**The task**
How many lines in the items below contain the word "cloud", with case counting? Reply with the number alone.

**Given records**
# # #

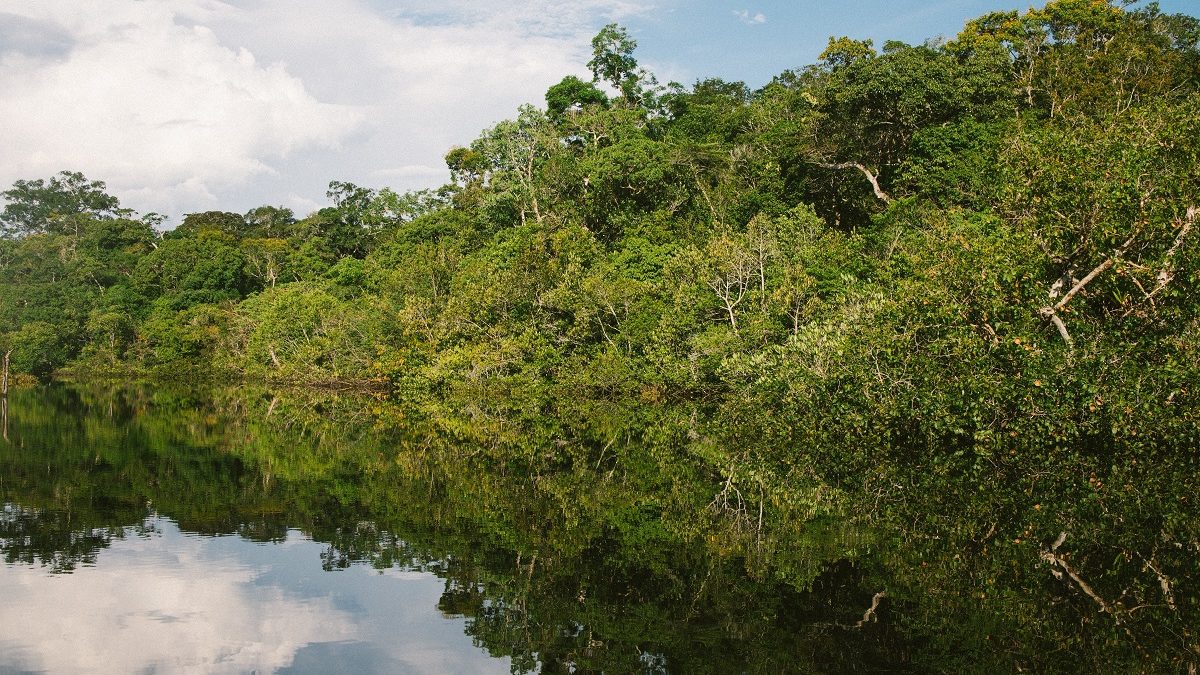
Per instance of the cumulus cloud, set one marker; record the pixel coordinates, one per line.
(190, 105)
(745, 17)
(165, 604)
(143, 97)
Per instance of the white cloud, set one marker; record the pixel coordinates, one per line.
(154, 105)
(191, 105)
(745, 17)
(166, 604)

# # #

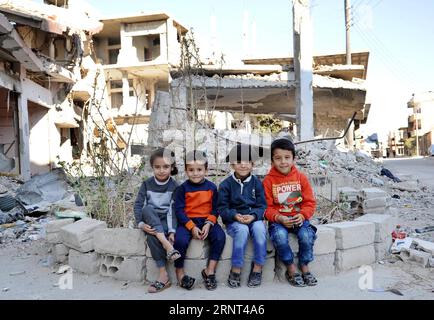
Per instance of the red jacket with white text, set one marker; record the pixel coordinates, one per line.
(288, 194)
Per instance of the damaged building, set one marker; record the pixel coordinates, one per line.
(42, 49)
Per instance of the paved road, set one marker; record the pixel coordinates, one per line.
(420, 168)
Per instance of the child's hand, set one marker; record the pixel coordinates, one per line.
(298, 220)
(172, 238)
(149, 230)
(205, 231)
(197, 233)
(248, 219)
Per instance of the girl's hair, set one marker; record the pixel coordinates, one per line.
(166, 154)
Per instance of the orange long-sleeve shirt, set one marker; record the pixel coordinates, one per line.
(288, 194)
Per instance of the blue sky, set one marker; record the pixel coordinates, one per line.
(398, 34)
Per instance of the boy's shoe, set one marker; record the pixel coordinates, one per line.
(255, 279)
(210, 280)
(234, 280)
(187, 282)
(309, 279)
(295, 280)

# # #

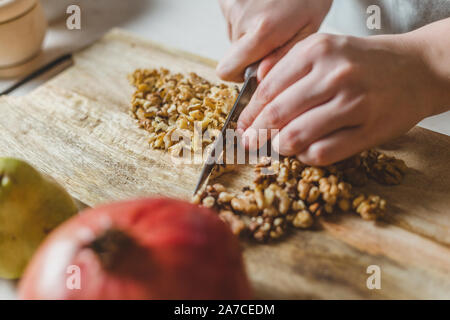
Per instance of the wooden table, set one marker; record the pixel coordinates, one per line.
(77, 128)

# # #

**Worked answer**
2